What you have to do: Copy out the whole listing exactly as given. Skip the pictures.
Source data: Begin
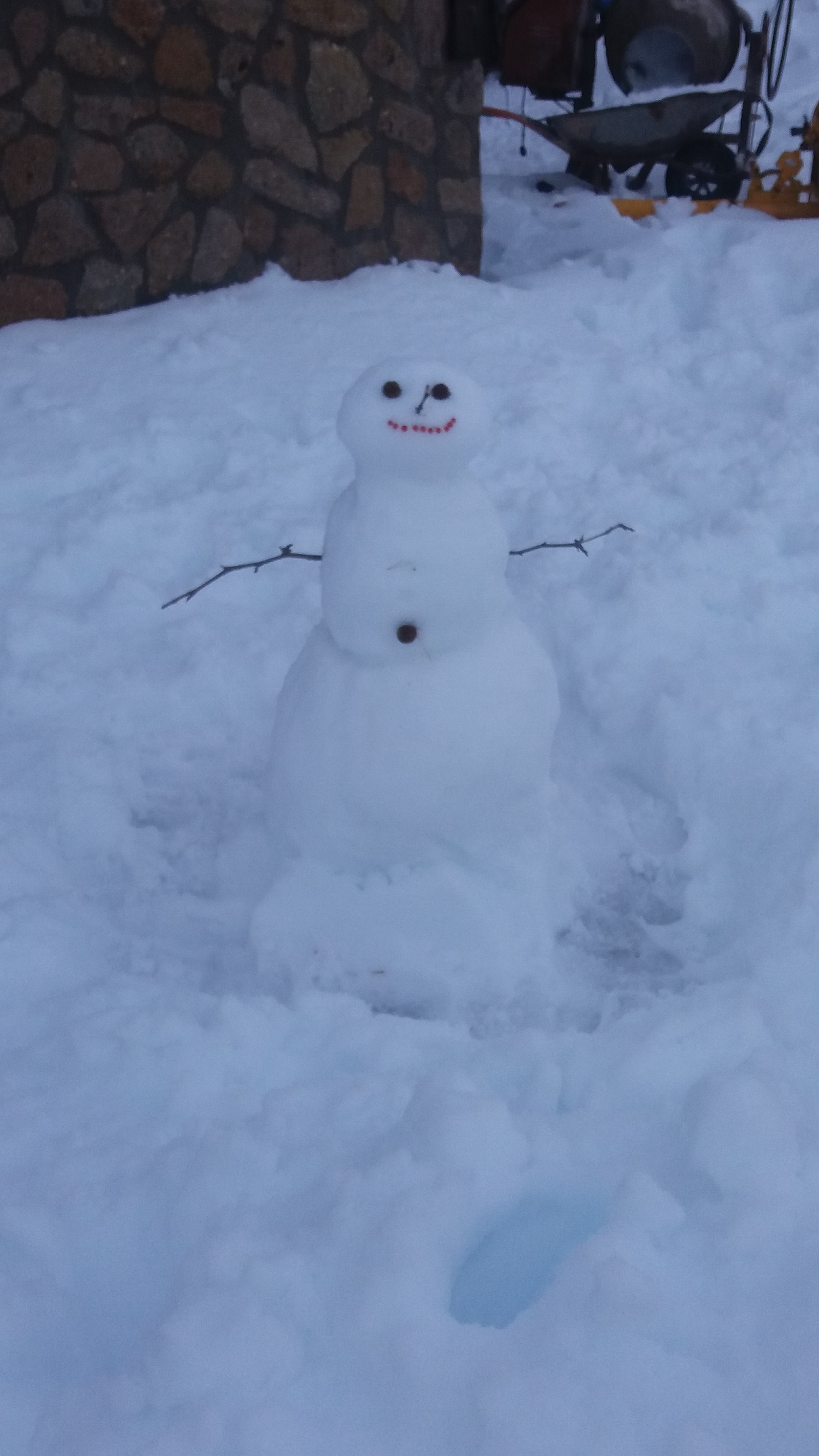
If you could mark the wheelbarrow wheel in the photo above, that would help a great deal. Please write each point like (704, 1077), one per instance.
(704, 169)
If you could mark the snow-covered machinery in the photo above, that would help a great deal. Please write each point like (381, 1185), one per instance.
(550, 49)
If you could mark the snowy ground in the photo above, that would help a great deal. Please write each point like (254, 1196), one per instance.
(230, 1228)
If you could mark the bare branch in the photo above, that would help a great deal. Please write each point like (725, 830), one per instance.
(579, 544)
(289, 554)
(286, 554)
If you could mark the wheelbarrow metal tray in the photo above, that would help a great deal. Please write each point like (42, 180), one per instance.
(649, 130)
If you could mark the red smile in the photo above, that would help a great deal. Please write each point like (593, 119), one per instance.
(424, 430)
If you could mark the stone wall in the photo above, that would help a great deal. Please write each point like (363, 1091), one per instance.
(168, 146)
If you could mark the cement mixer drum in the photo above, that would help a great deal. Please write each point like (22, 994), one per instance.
(671, 42)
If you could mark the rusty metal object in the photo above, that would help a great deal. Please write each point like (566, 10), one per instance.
(542, 46)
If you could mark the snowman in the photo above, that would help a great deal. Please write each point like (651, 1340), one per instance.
(411, 758)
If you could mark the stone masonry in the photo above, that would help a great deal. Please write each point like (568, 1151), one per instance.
(166, 146)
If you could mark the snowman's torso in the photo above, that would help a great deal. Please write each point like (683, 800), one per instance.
(431, 556)
(419, 717)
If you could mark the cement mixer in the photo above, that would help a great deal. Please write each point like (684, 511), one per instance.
(550, 47)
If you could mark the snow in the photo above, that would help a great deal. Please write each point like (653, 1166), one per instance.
(233, 1227)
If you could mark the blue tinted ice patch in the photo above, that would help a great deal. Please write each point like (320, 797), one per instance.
(512, 1266)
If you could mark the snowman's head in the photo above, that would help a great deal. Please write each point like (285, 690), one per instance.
(412, 420)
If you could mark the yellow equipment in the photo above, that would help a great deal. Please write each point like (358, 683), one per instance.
(786, 199)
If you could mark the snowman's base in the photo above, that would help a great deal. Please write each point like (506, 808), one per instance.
(437, 941)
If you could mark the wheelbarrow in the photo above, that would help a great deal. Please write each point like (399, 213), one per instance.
(674, 132)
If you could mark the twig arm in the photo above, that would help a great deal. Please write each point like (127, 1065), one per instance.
(579, 544)
(289, 554)
(286, 554)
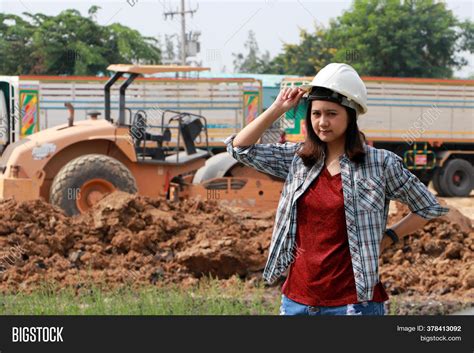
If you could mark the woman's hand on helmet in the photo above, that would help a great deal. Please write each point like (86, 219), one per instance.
(288, 98)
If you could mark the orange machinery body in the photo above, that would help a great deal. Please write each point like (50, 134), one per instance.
(32, 163)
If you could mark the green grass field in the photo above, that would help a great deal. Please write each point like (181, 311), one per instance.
(208, 297)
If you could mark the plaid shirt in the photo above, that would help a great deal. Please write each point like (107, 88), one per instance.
(367, 189)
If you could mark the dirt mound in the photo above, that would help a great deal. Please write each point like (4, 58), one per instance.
(136, 240)
(435, 260)
(128, 239)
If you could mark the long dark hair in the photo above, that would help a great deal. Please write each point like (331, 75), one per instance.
(313, 147)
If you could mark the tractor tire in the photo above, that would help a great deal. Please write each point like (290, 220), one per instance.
(458, 177)
(437, 176)
(85, 180)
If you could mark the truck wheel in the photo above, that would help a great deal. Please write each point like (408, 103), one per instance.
(437, 176)
(459, 177)
(82, 182)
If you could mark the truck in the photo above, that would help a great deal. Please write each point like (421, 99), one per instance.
(427, 122)
(29, 104)
(155, 153)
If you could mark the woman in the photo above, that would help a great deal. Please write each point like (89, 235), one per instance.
(330, 226)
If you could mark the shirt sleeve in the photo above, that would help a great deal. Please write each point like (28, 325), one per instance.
(404, 186)
(273, 158)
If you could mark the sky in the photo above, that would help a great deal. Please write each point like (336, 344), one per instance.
(224, 25)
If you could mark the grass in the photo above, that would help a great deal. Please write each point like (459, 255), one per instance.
(207, 297)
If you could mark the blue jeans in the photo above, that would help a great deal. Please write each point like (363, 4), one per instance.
(290, 307)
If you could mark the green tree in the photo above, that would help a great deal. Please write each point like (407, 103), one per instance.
(69, 44)
(15, 45)
(251, 62)
(303, 59)
(412, 38)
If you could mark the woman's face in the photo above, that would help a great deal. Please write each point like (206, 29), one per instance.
(329, 120)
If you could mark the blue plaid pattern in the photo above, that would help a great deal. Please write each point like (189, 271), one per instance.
(367, 189)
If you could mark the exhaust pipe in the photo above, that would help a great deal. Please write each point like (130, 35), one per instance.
(70, 119)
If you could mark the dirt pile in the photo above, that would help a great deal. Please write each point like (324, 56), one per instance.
(136, 240)
(435, 260)
(128, 239)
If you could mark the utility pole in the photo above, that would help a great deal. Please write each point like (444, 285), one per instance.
(183, 13)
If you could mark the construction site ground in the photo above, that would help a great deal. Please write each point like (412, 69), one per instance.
(137, 242)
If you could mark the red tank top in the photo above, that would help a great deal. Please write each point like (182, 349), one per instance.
(322, 274)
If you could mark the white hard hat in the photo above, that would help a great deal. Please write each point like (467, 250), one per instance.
(343, 79)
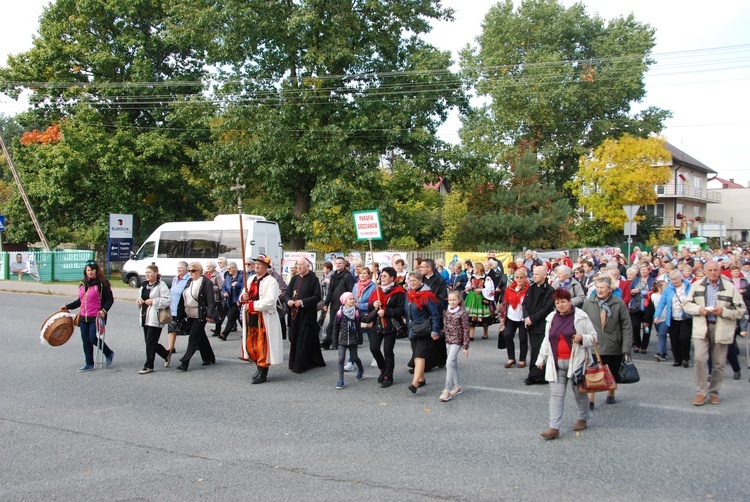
Source data: End
Response box:
If you could mark the wheelbarrow wheel in the photo above, that would help a great deal. Please write each point like (704, 1077), one per instance.
(704, 169)
If you could mark the snow-covered machinery in the photo above, that would help a great deal. Please write each point like (381, 1185), one per instance.
(550, 49)
If you could mark the snowy ground in the photo above, that would help a great deal. Please write each point like (254, 1196), one per instance.
(230, 1228)
If you could mark the bare branch in the photo above, that would help a great deal. Please write each point like (725, 830), one per instance.
(579, 544)
(289, 554)
(286, 554)
If you could mark the wheelbarrow metal tray in the photo above, that would help a great deal. Please write each point like (42, 180), one per instance.
(649, 130)
If you could mark the red smile in the photo above, that would help a great deal. Please write each point like (593, 119), one per instance.
(424, 430)
If you could mark the stone wall in the photo above, that would help a great deal. Please write each point like (363, 1091), one per instance.
(168, 146)
If you could mark the cement mixer drum in the photo above, that would help a great deal. Please write each point like (22, 994), one per instance.
(671, 42)
If you could mark the rusty metal object in the photo above, that would help a great deal. Please write each point like (566, 10), one per instance.
(542, 46)
If you could mark the snowman in the photo above, that would help a great deal. Please write each point like (651, 1340), one per instance.
(411, 758)
If you could mark the stone masonry in the photo above, that would help a great deal. Please write each point like (568, 1151), one per instance.
(166, 146)
If you could mark the snowman's torso in the photo above, that would help a great deal. Please write each point like (683, 800), one per instance.
(431, 556)
(419, 717)
If you could mark the cement mixer in the photo above, that would help a great deal. Please write each point like (684, 511), one per instance.
(550, 47)
If you could mark the snow in the photo above, that would help a great deal. Please write each point like (653, 1166), one per instance.
(233, 1227)
If you could mark the blue tinted ice patch in the photo above, that would help a great deal. Please write each point like (320, 797), one per instance.
(512, 1266)
If you could mark the snowman's head in the photo above, that would help a great deal. Please write each point like (285, 690), one per instance.
(412, 420)
If you could mark the yellow equipment in the photo above, that would help a great deal. Please write each point like (358, 683), one per instance.
(786, 199)
If you could mark the snowman's base in the photo above, that would help a great deal. Please write each point like (506, 808), one per instance.
(437, 941)
If you could mark the wheelbarrow in the photo above, that would help a great deal. Please write each point like (399, 213), one per instance.
(674, 132)
If you could mark the twig arm in the photo above, that would help a great deal. Please write each point like (127, 1065), one per instance.
(579, 544)
(289, 554)
(286, 554)
If you could mark the woman's hand on helmet in the photo above, that would help a great deal. Please write each point like (86, 219), one per instance.
(288, 98)
If you could mark the orange machinery body in the photo above, that would help a great deal. Please write each point like (50, 134), one per instance.
(32, 163)
If you could mark the green grass field in the photo above, that would help a great deal. Please write each point like (181, 311), one per instance.
(208, 297)
If you could mark the plaid shirt in the photo above, that would help a great deal. Please write each point like (107, 88), one per instance.
(367, 189)
If you could mark the dirt mound in the photo above, that would help a great deal. Please write each point like (4, 58), one per instance.
(136, 240)
(435, 260)
(128, 239)
If you could mark the long dark hair in the photo above, that would help a great deal. Please write each point like (331, 75), one per instance.
(313, 147)
If you could mark the tractor tire in the photo above, that would help a great deal. Please write each point like (290, 220), one per instance.
(458, 177)
(437, 176)
(85, 180)
If you could mark the truck wheel in the photo above, that would help a great deal. Please write each point like (408, 103), one per instance.
(437, 176)
(459, 177)
(82, 182)
If you could mark the truck in the photo above, that would help a great deal. Please write each point like (421, 99), one per instance.
(427, 122)
(29, 104)
(155, 153)
If you could mark the woman in the photo above, that would help a great deal. Please write each point like (89, 235), one per instance.
(330, 226)
If you could mark the shirt sleeve in the photo above, that would help a great deal. Please write each point like (28, 325), one per instance.
(404, 186)
(273, 158)
If you could mark the sky in the photo above, that would help a great deal. Please write each point like (336, 344), one per instance.
(224, 25)
If you could mark the grass in the photo above, that would help a great deal. Please write each point like (459, 255), one per instance.
(207, 297)
If you could mark the blue jeans in the photo above, that would help a great deal. Please write each point like (363, 4), one per instance.
(290, 307)
If you could mark the green tree in the photo above, that would help a great deal. Please write each point like (407, 103), one per instance.
(69, 44)
(15, 45)
(251, 62)
(303, 59)
(412, 38)
If you could mark the woman's face in the photo above, that would help a great deal. Please write each point like (206, 29), one per instance.
(329, 120)
If you could mark the blue plaid pattern in the photo above, that would help a great deal. Please write each point like (189, 271), one per instance.
(367, 189)
If you could mark the exhaust pipe in the photo above, that would help a great deal. Please write each point like (130, 35), one per instance.
(70, 119)
If you could mark the dirt pile in the photo above, that would help a great deal. Please write each point like (324, 56), one per instance.
(136, 240)
(435, 260)
(128, 239)
If you could mark the utility pole in the photo above, that would help a great deal. Please write each point like (444, 285), one per instance.
(183, 13)
If you could mark the construction site ground in the photo above, that would help a great deal. Please write each point like (412, 69), one per instance.
(137, 242)
If you could mark the red tank top in the photo above, that would help a great deal. Please write each point like (182, 349), one per instance.
(322, 274)
If you could mark the white hard hat in the photo above, that would help a great deal. Please write each point like (467, 250), one per instance.
(343, 79)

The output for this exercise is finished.